AIM: Rewrite the lines of the listing below from the line with "find the shadow" up to and including the line with "left=59, top=54, right=109, bottom=83", requests included. Shift every box coordinate in the answers by -135, leaving the numbers in the requests and their format samples as they are.

EXTRACTED RECORDS:
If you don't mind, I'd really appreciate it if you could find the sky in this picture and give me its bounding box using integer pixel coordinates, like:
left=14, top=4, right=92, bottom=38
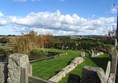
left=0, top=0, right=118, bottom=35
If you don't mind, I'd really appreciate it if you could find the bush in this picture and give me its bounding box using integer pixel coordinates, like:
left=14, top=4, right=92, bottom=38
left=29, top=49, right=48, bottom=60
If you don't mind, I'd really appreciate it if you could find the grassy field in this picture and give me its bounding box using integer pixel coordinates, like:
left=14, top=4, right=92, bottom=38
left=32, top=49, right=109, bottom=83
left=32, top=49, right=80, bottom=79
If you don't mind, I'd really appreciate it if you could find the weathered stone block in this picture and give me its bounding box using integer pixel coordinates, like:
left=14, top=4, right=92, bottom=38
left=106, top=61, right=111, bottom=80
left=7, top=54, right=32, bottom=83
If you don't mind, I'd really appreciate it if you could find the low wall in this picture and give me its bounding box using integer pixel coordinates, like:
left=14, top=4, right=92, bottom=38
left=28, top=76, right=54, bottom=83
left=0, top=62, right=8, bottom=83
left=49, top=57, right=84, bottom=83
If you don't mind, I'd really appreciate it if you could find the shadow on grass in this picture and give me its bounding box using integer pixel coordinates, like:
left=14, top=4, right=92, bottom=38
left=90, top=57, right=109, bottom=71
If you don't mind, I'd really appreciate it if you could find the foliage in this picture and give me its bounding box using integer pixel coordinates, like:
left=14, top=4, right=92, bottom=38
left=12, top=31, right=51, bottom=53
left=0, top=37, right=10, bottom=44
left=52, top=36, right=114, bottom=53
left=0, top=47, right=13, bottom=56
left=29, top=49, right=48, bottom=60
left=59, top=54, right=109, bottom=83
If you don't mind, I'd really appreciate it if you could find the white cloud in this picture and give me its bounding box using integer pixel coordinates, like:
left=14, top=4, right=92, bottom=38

SOLVED PROBLEM:
If you don't mind, I'd really appreciate it if you could find the shadow on grass in this picture and give me its bounding box using integer pixel coordinates, like:
left=14, top=4, right=92, bottom=38
left=-45, top=-78, right=-26, bottom=-64
If you don't mind, I'd really appreciate it if you could find the foliage in this picture and give me its bounding box using integer pixel coordinates, like:
left=14, top=4, right=92, bottom=38
left=-123, top=-104, right=-84, bottom=-82
left=-135, top=-98, right=-125, bottom=-91
left=-83, top=-99, right=-21, bottom=-82
left=-135, top=-88, right=-122, bottom=-79
left=-106, top=-86, right=-87, bottom=-75
left=-76, top=-81, right=-26, bottom=-52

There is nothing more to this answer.